• _Exercise aim_:
Count the lines in the records below that contain the word "blue", with capitalization required to match. Reply with the number alone.

• _Input for this task_:
* * * * * * *

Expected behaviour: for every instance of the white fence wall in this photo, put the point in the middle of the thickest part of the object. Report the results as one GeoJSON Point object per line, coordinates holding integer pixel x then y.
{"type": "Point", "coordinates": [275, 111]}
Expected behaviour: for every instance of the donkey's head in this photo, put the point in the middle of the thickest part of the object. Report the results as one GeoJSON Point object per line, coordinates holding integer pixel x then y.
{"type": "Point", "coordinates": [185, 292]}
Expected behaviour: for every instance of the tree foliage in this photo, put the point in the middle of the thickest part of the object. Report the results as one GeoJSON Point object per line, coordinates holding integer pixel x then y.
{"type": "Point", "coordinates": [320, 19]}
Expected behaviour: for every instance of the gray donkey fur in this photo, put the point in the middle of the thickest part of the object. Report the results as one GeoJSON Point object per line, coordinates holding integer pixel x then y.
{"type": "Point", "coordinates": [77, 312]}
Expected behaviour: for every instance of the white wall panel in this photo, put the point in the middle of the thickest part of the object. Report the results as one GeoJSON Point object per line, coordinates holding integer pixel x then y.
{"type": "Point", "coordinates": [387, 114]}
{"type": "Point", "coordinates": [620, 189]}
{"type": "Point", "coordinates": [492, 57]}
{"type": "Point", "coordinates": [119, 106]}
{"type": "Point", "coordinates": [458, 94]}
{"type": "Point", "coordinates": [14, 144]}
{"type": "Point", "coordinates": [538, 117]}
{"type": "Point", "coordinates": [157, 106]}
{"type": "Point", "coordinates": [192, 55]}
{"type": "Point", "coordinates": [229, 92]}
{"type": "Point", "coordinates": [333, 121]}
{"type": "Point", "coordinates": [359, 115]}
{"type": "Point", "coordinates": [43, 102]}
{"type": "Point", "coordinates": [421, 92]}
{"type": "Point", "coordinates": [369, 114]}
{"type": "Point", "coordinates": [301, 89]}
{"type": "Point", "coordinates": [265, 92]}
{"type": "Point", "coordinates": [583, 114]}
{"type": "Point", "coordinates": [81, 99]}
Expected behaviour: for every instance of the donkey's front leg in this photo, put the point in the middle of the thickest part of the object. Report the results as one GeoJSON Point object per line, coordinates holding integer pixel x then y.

* * * * * * *

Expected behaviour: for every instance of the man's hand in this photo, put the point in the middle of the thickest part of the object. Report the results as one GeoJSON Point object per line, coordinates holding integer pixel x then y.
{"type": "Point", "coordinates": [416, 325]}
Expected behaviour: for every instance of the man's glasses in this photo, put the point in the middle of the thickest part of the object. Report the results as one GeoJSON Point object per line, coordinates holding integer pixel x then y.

* * * * * * *

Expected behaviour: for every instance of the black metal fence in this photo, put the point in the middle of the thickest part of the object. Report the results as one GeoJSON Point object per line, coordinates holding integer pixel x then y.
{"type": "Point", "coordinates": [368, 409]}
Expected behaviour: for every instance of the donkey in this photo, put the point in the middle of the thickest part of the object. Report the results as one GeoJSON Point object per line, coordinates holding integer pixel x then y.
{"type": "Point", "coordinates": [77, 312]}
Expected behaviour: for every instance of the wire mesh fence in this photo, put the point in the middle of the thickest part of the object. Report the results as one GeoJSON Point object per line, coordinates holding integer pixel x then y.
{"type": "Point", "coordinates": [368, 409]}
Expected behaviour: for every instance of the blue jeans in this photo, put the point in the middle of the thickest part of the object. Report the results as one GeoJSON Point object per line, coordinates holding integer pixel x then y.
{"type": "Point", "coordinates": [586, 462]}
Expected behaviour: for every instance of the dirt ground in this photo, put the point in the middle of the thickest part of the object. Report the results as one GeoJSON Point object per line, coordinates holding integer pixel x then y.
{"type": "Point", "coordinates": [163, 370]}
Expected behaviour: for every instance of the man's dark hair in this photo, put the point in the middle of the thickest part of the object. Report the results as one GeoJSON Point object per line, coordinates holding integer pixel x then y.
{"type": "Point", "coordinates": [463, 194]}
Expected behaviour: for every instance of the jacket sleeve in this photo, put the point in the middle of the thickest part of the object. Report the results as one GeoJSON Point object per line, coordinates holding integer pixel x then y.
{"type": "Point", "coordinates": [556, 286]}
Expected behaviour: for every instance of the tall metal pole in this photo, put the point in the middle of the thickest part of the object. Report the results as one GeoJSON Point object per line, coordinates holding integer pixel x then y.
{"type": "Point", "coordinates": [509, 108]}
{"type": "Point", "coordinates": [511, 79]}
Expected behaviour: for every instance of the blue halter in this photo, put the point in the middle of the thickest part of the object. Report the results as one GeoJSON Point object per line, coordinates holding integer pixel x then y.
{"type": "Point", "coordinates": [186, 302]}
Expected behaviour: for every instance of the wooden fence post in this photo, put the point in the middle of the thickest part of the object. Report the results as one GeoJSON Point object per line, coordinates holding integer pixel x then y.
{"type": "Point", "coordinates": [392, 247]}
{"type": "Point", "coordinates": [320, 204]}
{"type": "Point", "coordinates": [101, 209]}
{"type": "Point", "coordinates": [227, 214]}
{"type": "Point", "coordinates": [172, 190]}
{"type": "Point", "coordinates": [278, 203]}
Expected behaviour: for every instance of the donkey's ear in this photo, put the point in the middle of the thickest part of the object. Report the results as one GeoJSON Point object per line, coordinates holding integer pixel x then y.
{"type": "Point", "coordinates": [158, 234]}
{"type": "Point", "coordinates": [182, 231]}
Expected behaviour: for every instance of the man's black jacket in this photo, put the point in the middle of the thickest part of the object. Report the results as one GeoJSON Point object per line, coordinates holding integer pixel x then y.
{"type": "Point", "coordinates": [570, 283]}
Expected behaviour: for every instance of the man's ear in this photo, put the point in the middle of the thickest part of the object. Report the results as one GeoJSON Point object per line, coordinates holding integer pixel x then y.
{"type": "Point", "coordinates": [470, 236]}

* * * * * * *

• _The solution_:
2